The Evolution of Everything author Matt Ridley attempts to account for morality among evolved human animals as “a spontaneous thing produced by social interaction among people seeking to find ways to get along.” How does he know this since it’s hard to trust an evolved brain that arose from lower life forms, something that vexed Charles Darwin? The following is from a letter Darwin wrote to letter to William Graham on July 3, 1881:
I have had no practice in abstract reasoning and I may be all astray. Nevertheless you have expressed my inward conviction, though far more vividly and clearly than I could have done, that the Universe is not the result of chance. But then with me the horrid doubt always arises whether the convictions of man’s mind, which has been developed from the mind of the lower animals, are of any value or at all trustworthy. Would any one trust in the convictions of a monkey’s mind, if there are any convictions in such a mind?
Ridley mentions how the “disapproval of homosexuality has become ever more morally unacceptable in the West, while disapproval of pedophilia has become ever more morally mandatory.” ((Ridley, The Evolution of Everything (New York: Harper Collins, 2015), 21, 26.)) He approves of both these trends. But on what grounds?
There is no guarantee that as time goes on that the disapproval of pedophilia will not one day change. There are no moral guarantees in “the evolution of everything,” including social interactions and their current moral taboos. Ridley does not know what evolution will accomplish in 20, 30, or 100 years just like Darwin did not know in 1859 what his theory would achieve after the publication of his world-changing book On the Origin of Species.

[JOBS]
[a] Answer these questions about the piece on Ridley and Darwin, one line each:
(i) To whom did Darwin write the quoted letter, and on what date?
(ii) Which two shifts in Western moral disapproval does Ridley describe?
(iii) Which publisher, city, and year are given for The Evolution of Everything?
[b] Reproduce word for word everything in the piece on Ridley and Darwin from "Ridley mentions how" down to "on what grounds?".

[GIVEN INFORMATION]
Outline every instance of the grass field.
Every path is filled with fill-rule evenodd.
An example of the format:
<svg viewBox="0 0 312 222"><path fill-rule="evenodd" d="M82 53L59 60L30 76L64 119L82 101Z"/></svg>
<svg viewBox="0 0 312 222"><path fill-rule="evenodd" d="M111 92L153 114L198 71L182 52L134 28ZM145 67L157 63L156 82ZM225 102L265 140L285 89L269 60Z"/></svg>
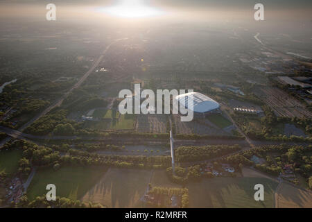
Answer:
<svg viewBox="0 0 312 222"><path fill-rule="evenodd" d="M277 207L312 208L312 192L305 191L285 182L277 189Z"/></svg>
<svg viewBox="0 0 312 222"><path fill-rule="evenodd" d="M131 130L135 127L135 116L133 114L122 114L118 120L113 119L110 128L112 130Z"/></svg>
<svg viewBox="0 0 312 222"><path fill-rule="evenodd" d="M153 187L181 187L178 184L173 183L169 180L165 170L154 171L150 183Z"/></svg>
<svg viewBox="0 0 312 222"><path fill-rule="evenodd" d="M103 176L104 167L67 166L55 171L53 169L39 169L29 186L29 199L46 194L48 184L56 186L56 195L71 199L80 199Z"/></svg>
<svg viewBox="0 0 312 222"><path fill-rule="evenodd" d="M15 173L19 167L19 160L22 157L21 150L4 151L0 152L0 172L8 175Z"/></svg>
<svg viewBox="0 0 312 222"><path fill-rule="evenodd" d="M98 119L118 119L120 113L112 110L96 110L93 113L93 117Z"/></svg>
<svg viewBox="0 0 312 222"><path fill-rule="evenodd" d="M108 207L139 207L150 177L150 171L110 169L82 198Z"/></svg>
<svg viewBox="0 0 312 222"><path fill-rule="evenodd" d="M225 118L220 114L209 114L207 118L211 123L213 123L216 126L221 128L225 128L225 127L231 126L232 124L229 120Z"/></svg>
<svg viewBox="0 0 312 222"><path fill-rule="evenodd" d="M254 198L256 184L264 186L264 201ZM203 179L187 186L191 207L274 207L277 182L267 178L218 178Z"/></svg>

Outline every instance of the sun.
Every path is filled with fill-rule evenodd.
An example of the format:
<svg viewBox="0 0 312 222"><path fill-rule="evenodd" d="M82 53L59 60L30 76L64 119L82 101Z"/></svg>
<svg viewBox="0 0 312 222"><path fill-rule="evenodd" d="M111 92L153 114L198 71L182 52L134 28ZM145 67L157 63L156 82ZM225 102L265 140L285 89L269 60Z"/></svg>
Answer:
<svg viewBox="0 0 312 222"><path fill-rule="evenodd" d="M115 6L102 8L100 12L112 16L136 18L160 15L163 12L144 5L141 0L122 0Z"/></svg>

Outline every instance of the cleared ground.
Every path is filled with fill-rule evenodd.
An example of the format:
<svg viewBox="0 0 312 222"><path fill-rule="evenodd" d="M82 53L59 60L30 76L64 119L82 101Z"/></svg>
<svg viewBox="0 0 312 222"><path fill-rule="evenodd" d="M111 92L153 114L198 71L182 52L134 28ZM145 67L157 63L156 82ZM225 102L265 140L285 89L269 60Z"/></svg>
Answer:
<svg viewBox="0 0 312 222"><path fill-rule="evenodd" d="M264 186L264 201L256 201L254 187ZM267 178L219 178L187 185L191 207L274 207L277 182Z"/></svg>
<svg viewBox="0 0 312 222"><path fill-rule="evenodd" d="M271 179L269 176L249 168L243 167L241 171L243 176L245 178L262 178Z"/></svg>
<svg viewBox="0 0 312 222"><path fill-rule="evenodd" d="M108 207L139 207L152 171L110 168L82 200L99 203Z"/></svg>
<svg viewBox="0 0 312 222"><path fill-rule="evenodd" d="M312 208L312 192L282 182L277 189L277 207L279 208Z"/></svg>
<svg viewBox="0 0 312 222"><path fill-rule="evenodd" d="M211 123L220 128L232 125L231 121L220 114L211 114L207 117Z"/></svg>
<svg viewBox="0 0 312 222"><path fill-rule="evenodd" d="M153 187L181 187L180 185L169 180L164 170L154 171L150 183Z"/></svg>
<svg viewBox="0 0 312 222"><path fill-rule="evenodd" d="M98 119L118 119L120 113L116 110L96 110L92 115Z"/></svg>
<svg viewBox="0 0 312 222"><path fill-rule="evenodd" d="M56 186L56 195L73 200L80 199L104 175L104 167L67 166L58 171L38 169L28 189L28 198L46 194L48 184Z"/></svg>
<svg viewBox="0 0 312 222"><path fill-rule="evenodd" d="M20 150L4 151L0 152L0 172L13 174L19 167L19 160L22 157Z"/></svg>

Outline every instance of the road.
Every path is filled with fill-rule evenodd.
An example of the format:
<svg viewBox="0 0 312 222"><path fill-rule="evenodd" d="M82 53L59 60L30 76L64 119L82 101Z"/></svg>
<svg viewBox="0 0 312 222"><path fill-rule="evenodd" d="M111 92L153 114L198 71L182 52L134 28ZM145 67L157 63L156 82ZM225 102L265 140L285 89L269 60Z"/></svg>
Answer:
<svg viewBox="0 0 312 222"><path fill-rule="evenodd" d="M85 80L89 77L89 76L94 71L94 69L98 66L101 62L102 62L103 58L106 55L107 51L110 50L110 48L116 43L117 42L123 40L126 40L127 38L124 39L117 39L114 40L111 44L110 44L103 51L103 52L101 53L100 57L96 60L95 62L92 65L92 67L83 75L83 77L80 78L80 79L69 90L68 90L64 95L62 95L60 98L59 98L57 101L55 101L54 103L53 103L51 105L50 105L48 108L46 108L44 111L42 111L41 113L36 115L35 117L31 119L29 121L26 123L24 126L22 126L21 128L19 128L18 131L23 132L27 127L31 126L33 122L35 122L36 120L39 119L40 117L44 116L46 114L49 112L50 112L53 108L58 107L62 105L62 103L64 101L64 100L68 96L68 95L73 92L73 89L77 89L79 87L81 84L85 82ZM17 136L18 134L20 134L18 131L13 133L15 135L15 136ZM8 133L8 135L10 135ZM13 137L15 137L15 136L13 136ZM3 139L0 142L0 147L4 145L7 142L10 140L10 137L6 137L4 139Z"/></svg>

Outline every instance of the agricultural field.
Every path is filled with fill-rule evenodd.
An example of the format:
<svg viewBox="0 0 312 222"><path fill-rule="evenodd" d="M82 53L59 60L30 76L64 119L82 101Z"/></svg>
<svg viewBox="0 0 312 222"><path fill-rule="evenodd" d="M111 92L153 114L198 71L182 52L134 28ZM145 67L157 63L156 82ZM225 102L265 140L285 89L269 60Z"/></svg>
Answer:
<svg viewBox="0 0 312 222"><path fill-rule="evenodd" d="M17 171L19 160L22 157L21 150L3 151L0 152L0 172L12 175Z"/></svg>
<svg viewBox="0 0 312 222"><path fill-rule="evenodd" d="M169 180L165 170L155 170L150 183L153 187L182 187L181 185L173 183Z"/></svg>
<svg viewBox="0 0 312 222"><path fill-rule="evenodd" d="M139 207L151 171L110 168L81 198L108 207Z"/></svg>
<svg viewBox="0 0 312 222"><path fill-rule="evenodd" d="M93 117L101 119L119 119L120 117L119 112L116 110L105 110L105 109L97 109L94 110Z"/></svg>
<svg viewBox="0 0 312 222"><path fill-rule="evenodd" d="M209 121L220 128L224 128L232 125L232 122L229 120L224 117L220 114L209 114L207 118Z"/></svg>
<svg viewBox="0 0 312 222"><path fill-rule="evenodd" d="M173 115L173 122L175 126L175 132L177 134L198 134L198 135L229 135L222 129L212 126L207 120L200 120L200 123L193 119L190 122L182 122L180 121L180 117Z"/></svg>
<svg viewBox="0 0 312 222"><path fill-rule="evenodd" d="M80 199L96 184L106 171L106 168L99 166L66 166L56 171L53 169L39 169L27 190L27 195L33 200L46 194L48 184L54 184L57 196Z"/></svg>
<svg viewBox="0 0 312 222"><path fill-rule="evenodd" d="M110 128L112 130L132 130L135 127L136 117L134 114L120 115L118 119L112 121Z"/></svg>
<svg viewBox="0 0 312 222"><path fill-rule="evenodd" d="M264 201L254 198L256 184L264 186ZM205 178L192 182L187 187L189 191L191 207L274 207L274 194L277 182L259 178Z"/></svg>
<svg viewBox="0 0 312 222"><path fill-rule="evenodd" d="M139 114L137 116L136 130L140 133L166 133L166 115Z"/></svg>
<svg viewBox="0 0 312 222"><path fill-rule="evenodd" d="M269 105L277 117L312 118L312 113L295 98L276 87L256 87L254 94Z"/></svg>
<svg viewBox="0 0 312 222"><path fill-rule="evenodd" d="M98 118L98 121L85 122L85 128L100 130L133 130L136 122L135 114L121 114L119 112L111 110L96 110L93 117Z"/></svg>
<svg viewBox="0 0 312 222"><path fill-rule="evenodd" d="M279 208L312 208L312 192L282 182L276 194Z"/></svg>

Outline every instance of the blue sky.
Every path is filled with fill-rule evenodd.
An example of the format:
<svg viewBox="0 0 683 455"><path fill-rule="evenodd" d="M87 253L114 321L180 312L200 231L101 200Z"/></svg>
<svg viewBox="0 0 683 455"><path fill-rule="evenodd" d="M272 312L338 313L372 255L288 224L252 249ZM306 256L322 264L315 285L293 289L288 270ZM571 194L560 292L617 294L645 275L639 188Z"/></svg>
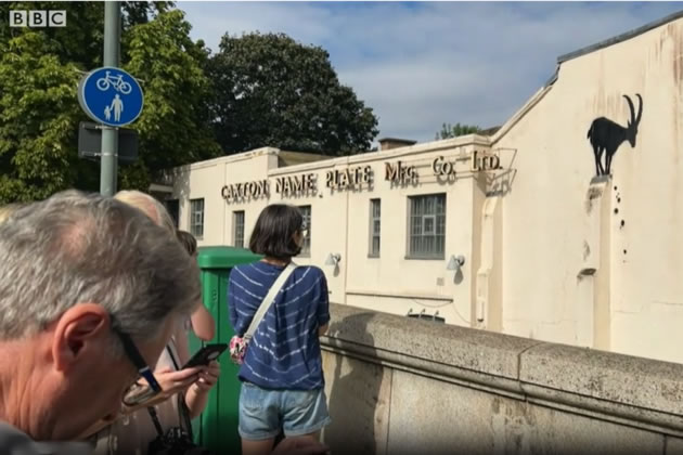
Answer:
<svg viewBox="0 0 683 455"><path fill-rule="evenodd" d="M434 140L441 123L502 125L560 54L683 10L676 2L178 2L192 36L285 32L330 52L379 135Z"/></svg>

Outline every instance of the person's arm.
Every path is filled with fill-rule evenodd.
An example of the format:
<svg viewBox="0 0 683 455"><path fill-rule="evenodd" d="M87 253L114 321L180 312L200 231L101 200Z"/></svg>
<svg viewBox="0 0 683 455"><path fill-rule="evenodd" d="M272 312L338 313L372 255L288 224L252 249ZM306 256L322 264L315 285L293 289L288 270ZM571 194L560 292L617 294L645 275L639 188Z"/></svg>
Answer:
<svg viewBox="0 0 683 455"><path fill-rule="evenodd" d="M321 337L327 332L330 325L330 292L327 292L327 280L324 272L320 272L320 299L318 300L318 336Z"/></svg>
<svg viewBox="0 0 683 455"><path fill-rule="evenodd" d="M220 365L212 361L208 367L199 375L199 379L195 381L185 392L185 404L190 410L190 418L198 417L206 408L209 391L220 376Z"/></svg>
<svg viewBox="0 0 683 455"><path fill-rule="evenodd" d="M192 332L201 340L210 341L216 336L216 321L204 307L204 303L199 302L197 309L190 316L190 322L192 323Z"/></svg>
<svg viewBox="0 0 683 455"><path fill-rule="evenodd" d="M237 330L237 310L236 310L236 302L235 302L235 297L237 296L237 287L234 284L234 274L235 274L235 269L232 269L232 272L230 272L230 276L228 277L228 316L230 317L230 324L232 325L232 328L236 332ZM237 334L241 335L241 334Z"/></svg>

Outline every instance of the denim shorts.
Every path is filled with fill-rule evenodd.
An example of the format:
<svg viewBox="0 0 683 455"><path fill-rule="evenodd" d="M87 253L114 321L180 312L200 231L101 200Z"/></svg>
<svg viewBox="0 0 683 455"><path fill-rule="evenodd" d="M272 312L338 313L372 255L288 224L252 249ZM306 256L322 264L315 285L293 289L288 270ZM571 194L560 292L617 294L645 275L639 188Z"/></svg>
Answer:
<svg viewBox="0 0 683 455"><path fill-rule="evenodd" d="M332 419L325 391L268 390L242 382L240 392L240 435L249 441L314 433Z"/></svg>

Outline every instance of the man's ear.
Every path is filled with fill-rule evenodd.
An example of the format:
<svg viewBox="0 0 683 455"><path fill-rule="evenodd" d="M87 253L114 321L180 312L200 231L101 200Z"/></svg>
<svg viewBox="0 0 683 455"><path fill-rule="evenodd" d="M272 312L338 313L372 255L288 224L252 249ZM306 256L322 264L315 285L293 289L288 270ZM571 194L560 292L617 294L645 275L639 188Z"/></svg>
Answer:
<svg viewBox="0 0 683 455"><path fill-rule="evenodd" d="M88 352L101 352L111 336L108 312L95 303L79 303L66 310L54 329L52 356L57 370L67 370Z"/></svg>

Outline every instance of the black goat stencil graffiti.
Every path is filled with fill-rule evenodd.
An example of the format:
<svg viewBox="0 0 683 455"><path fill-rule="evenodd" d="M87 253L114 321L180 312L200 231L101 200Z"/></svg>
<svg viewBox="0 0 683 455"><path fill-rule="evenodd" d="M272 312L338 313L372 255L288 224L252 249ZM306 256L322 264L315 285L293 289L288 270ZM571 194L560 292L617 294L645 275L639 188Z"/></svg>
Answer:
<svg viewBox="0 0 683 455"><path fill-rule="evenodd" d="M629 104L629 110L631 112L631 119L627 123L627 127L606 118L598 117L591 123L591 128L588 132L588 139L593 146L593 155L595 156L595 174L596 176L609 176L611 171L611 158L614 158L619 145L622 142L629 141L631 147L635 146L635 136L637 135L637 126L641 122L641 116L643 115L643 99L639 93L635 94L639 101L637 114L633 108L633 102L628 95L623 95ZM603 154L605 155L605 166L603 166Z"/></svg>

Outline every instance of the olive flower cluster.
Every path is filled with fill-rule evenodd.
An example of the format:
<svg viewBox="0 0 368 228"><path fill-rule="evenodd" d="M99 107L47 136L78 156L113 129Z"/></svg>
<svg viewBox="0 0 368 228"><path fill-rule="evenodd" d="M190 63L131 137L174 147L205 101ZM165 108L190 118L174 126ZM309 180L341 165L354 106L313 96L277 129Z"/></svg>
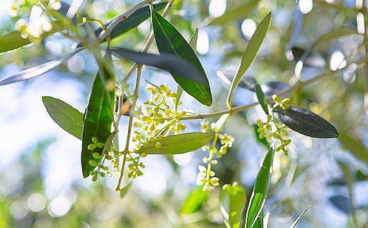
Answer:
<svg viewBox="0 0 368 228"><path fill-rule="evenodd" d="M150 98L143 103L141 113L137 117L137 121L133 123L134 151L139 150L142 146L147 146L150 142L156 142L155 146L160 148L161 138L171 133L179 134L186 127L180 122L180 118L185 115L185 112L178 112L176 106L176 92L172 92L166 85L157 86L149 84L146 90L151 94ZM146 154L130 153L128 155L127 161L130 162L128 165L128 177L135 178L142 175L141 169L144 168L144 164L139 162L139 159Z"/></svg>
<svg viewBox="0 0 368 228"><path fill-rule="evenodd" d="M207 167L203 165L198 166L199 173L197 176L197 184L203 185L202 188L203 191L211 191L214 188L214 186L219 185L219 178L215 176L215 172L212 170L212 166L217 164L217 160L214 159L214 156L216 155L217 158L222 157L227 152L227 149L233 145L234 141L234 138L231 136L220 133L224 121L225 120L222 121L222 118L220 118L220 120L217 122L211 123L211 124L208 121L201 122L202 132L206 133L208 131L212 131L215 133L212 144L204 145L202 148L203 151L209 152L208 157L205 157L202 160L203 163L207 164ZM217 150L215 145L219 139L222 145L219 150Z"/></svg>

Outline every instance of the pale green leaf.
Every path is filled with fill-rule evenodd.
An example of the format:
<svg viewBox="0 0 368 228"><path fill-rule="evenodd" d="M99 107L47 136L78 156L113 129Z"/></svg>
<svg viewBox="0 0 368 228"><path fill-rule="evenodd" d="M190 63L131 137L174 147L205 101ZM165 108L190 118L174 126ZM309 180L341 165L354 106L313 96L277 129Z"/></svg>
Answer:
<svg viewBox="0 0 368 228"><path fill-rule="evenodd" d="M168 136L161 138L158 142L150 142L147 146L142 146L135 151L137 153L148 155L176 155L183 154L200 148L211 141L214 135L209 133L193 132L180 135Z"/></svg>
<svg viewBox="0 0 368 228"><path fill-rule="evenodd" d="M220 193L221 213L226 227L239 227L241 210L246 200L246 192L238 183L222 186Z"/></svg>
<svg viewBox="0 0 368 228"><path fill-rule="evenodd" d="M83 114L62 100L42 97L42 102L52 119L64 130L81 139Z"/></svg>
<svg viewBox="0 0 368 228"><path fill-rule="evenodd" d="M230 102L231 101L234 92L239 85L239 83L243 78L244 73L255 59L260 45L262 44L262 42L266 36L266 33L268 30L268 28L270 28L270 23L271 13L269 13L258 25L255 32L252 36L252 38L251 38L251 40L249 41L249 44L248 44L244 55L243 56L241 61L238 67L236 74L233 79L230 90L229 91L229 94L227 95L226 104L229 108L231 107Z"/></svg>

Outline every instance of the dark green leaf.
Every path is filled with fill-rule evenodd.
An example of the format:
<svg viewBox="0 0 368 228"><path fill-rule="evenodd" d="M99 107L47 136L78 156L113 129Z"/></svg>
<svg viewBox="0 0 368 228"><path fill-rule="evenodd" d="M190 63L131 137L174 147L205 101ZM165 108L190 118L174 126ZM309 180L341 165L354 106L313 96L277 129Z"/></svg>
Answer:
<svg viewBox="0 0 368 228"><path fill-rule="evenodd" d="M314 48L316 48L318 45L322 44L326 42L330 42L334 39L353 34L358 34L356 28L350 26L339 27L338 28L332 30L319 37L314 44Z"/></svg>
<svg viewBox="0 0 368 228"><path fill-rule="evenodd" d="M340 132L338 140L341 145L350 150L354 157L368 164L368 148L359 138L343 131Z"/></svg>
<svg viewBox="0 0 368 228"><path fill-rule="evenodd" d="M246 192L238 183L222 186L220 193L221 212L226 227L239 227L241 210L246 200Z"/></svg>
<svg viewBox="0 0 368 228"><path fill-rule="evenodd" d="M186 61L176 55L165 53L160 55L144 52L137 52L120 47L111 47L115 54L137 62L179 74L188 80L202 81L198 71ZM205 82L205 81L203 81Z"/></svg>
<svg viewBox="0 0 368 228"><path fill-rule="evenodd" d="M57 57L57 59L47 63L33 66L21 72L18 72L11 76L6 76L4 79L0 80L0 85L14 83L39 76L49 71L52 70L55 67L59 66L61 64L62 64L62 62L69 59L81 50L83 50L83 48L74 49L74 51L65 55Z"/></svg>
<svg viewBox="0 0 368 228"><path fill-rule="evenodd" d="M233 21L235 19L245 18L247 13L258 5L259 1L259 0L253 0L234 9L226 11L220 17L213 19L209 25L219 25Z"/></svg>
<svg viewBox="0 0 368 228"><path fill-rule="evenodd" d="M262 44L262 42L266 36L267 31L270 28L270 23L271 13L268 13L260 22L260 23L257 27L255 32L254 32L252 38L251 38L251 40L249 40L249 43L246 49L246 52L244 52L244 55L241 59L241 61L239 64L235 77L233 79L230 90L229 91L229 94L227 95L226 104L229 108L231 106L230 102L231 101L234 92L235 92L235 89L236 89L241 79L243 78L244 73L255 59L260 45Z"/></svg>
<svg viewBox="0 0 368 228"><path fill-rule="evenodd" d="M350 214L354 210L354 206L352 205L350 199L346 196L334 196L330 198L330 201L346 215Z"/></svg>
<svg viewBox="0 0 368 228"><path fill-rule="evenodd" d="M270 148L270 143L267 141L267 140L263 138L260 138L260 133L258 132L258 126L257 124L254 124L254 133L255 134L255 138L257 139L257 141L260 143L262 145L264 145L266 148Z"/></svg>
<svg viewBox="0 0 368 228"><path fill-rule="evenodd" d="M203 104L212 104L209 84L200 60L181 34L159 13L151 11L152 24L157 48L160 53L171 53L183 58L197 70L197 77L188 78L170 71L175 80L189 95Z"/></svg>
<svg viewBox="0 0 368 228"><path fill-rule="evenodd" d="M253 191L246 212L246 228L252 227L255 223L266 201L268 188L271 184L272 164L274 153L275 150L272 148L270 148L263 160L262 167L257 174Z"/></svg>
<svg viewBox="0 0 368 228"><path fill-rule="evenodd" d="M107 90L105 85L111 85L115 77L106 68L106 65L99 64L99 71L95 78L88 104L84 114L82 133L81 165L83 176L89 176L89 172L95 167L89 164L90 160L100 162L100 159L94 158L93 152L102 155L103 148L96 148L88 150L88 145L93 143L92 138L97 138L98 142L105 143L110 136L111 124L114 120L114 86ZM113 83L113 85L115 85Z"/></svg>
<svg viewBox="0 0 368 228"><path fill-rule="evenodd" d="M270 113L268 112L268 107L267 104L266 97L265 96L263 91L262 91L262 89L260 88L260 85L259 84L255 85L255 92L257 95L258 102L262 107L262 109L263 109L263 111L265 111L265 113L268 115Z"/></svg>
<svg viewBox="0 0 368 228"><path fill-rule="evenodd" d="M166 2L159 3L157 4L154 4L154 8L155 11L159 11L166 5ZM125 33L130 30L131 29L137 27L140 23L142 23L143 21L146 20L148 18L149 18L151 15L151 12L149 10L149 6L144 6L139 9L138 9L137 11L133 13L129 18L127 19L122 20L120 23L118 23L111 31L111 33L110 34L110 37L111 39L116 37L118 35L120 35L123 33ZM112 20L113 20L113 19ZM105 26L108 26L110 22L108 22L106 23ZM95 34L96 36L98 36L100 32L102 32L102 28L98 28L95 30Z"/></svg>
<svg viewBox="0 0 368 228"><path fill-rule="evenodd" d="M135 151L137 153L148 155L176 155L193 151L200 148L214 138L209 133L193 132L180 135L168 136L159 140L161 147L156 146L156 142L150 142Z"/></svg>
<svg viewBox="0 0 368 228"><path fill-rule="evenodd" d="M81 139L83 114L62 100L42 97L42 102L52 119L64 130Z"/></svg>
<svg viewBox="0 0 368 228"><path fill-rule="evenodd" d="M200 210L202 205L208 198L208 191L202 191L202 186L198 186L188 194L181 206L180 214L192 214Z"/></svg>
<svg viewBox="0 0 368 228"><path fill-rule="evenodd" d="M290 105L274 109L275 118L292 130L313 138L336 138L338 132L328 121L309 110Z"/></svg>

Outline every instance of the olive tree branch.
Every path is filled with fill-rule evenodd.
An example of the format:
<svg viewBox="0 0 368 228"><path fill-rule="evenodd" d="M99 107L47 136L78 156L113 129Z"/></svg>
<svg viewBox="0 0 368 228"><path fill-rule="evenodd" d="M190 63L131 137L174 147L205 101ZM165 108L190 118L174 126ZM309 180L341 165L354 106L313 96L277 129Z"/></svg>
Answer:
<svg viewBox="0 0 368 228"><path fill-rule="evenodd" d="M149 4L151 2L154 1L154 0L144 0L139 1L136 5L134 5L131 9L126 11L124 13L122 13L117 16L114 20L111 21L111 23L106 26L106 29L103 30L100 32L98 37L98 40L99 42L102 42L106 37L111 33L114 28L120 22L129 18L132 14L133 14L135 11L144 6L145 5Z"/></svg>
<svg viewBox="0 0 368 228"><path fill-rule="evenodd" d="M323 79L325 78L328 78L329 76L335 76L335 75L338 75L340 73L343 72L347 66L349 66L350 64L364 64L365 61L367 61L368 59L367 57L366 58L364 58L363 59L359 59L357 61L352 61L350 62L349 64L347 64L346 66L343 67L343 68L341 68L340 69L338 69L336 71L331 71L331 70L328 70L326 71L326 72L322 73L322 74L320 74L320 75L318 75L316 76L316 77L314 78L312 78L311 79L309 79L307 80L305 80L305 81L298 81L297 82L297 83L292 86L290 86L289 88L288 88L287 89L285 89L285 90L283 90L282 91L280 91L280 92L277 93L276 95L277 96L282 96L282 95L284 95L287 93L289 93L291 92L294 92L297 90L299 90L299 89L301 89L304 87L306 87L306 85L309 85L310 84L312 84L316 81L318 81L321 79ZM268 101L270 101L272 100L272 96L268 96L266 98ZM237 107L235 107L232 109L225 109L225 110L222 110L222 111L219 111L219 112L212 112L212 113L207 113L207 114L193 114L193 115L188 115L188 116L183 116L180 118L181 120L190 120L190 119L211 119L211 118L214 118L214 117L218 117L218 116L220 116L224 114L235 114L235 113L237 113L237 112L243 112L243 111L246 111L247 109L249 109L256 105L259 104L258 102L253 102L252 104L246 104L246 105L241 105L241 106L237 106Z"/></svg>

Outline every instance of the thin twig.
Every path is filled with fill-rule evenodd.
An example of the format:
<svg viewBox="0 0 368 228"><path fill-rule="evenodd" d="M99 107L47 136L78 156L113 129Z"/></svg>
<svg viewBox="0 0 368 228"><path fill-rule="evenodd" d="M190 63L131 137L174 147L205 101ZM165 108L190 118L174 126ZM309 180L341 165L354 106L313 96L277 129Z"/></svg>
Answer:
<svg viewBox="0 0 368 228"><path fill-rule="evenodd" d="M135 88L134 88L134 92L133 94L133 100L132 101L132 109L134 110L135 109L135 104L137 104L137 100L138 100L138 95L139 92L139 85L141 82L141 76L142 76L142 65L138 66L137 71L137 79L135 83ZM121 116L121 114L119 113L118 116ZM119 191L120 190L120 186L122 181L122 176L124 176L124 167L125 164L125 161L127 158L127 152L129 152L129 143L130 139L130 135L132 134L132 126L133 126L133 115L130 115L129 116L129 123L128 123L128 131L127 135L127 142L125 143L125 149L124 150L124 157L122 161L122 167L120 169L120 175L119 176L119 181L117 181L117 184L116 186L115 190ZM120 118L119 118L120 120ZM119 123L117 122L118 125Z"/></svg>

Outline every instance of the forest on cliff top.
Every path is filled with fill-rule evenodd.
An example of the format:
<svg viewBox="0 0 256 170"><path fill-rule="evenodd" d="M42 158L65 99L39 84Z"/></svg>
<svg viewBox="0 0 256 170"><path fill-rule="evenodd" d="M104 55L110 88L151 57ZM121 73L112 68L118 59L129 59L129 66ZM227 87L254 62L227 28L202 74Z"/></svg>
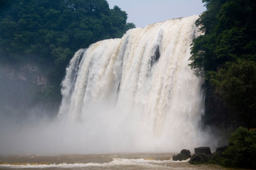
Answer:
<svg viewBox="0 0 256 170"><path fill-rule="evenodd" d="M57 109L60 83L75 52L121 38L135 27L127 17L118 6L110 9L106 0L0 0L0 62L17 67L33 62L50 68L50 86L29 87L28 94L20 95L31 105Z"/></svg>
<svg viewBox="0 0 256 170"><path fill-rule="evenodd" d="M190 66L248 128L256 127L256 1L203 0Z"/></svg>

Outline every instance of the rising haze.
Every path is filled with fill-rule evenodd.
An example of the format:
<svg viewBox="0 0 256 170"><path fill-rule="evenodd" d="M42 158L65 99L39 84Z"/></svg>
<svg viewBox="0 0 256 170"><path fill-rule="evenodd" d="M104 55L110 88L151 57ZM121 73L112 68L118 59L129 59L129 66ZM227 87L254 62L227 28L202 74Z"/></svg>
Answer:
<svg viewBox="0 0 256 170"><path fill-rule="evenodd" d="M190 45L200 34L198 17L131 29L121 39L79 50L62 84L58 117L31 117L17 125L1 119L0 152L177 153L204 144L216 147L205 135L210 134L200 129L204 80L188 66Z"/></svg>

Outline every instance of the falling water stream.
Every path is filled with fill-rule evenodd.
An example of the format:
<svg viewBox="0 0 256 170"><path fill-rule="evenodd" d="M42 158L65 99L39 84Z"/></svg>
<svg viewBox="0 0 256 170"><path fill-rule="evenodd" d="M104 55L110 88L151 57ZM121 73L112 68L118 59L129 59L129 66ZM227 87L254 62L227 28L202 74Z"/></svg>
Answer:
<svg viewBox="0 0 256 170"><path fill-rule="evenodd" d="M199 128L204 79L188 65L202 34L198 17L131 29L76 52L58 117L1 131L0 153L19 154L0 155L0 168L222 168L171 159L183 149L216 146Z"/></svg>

[FULL SOLUTIONS]
[a]
(i) William Graham, on July 3, 1881.
(ii) Disapproval of homosexuality has become ever more morally unacceptable, while disapproval of pedophilia has become ever more morally mandatory.
(iii) Harper Collins, New York, 2015.

[b]
Ridley mentions how the “disapproval of homosexuality has become ever more morally unacceptable in the West, while disapproval of pedophilia has become ever more morally mandatory.” ((Ridley, The Evolution of Everything (New York: Harper Collins, 2015), 21, 26.)) He approves of both these trends. But on what grounds?